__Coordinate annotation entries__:

==*==

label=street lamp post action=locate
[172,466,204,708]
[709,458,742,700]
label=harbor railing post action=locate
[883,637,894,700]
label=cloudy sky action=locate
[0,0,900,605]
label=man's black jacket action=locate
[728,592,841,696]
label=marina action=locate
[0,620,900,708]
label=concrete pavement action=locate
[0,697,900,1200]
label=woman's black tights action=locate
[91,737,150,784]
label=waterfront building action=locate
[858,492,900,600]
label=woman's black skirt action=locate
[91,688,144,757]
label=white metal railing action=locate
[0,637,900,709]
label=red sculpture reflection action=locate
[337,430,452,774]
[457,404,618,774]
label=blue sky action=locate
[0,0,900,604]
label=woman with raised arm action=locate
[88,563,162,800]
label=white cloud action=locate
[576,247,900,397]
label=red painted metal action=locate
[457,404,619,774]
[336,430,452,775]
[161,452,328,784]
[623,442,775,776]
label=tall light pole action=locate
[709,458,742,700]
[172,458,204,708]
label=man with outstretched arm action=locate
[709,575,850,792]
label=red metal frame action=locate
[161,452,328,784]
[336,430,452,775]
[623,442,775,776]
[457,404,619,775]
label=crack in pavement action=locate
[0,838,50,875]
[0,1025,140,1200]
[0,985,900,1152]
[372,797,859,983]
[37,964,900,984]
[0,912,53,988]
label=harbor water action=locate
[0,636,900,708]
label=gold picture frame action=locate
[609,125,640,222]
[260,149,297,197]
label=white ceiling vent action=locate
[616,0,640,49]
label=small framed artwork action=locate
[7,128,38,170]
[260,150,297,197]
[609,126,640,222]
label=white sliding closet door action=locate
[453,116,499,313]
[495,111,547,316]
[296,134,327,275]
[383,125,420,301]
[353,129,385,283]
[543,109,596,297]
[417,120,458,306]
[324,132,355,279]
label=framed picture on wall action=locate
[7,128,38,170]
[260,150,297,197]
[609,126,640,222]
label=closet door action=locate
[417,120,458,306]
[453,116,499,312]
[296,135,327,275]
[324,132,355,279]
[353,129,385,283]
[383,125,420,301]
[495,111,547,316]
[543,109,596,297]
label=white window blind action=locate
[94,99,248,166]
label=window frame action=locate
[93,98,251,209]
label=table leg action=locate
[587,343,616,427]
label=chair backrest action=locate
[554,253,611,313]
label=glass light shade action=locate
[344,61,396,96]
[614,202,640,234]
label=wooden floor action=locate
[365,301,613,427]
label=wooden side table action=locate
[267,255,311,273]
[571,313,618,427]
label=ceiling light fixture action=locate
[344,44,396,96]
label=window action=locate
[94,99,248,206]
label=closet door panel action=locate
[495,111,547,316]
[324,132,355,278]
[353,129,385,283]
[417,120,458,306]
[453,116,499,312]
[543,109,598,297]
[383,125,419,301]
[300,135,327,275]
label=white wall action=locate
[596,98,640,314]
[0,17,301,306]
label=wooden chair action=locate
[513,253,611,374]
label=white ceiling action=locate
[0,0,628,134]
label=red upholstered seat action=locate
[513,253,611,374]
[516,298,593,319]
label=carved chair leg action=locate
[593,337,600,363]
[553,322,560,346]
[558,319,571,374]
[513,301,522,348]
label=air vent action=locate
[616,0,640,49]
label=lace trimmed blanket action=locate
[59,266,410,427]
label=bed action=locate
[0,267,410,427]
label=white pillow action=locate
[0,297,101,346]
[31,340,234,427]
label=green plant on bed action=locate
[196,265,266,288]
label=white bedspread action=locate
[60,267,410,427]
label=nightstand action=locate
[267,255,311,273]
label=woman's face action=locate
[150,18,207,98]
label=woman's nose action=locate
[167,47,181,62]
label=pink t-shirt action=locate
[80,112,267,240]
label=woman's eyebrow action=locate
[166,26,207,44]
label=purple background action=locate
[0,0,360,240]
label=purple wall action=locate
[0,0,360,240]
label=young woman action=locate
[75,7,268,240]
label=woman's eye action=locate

==*==

__WHAT YOU HAVE TO DO__:
Please rewrite every one of the rows above as a numbered list, leaving out any blank lines.

__RESPONSE FOR THIS EXERCISE__:
1. label=street lamp post action=locate
2. [172,466,204,708]
3. [709,458,742,700]
4. label=harbor railing post action=locate
5. [883,637,894,700]
6. label=cloudy sky action=locate
7. [0,0,900,605]
8. label=man's black jacket action=locate
9. [728,592,841,696]
10. label=marina action=locate
11. [0,620,900,708]
12. label=concrete pavement action=locate
13. [0,697,900,1200]
14. label=woman's black tights action=locate
15. [91,737,150,784]
16. label=waterfront building action=locate
17. [858,492,900,600]
18. label=woman's black skirt action=locate
19. [91,688,144,757]
20. label=white metal railing action=locate
21. [0,637,900,709]
22. label=red sculpture reflection action=locate
23. [337,430,452,774]
24. [457,404,618,774]
25. label=blue sky action=locate
26. [0,0,900,604]
27. label=woman with raised arm action=locate
28. [88,563,162,800]
29. label=white cloud action=locate
30. [576,247,900,397]
31. label=red painted metal action=locate
32. [457,404,619,774]
33. [336,430,452,775]
34. [161,452,328,784]
35. [623,442,775,776]
36. label=tall light pole action=locate
37. [709,458,742,700]
38. [172,458,204,708]
39. label=man with outstretched arm action=locate
40. [709,575,850,792]
41. label=red metal frame action=locate
42. [161,452,328,784]
43. [336,430,452,775]
44. [623,442,775,776]
45. [457,404,619,775]
46. label=crack in pavement action=locate
47. [0,838,50,875]
48. [0,1025,140,1200]
49. [0,985,900,1152]
50. [372,797,859,983]
51. [37,964,900,984]
52. [0,912,53,988]
53. label=harbor water action=locate
54. [0,636,900,708]
55. label=gold picture frame action=locate
56. [609,125,640,222]
57. [260,149,297,197]
58. label=white ceiling vent action=locate
59. [616,0,640,49]
60. label=small framed artwork action=locate
61. [7,128,38,170]
62. [260,150,297,197]
63. [609,126,640,222]
64. label=white sliding closet door action=locate
65. [453,116,499,313]
66. [495,111,547,316]
67. [296,134,327,275]
68. [383,125,420,301]
69. [353,129,385,283]
70. [543,109,596,297]
71. [417,120,458,306]
72. [324,132,355,279]
73. label=framed picture on wall action=locate
74. [7,128,38,170]
75. [260,150,297,197]
76. [609,126,640,222]
77. label=closet door action=locate
78. [417,120,458,306]
79. [453,116,499,312]
80. [296,135,327,275]
81. [324,132,355,279]
82. [353,129,385,283]
83. [383,125,420,301]
84. [495,111,547,316]
85. [543,109,596,297]
86. label=white window blind action=locate
87. [94,99,248,166]
88. label=window frame action=locate
89. [93,98,251,209]
90. label=table leg action=locate
91. [587,343,616,427]
92. label=chair backrest action=locate
93. [554,253,611,313]
94. label=glass light shade action=locate
95. [344,61,396,96]
96. [614,202,640,234]
97. label=wooden floor action=locate
98. [365,301,613,427]
99. label=wooden side table action=locate
100. [267,255,311,273]
101. [571,313,618,427]
102. label=ceiling light fixture action=locate
103. [344,44,396,96]
104. label=window action=locate
105. [94,99,248,206]
106. label=closet door panel action=locate
107. [495,111,547,316]
108. [324,132,355,278]
109. [353,129,385,283]
110. [417,120,458,306]
111. [453,116,499,312]
112. [543,109,598,297]
113. [383,125,419,301]
114. [300,135,327,275]
115. label=white wall action=locate
116. [596,98,640,314]
117. [0,17,301,306]
118. label=wooden chair action=locate
119. [513,253,611,374]
120. label=white ceiling action=locate
121. [0,0,628,134]
122. label=red upholstered seat action=locate
123. [513,253,611,374]
124. [516,298,593,319]
125. label=carved chair leg action=locate
126. [593,337,600,363]
127. [553,322,560,346]
128. [558,319,571,374]
129. [513,301,522,348]
130. label=air vent action=locate
131. [616,0,640,49]
132. label=lace trimmed blanket action=locate
133. [59,266,410,427]
134. label=bed action=locate
135. [0,267,410,427]
136. label=white pillow action=locate
137. [0,297,101,346]
138. [31,340,234,427]
139. label=green plant on bed action=locate
140. [196,265,266,288]
141. label=white bedspread action=locate
142. [60,267,410,427]
143. label=nightstand action=locate
144. [267,255,311,273]
145. label=woman's face action=locate
146. [150,18,207,98]
147. label=woman's nose action=locate
148. [167,47,181,62]
149. label=pink t-shirt action=locate
150. [80,112,267,240]
151. label=woman's eyebrow action=locate
152. [166,26,207,44]
153. label=purple background action=locate
154. [0,0,360,240]
155. label=purple wall action=locate
156. [0,0,360,240]
157. label=young woman action=locate
158. [75,7,268,240]
159. label=woman's eye action=locate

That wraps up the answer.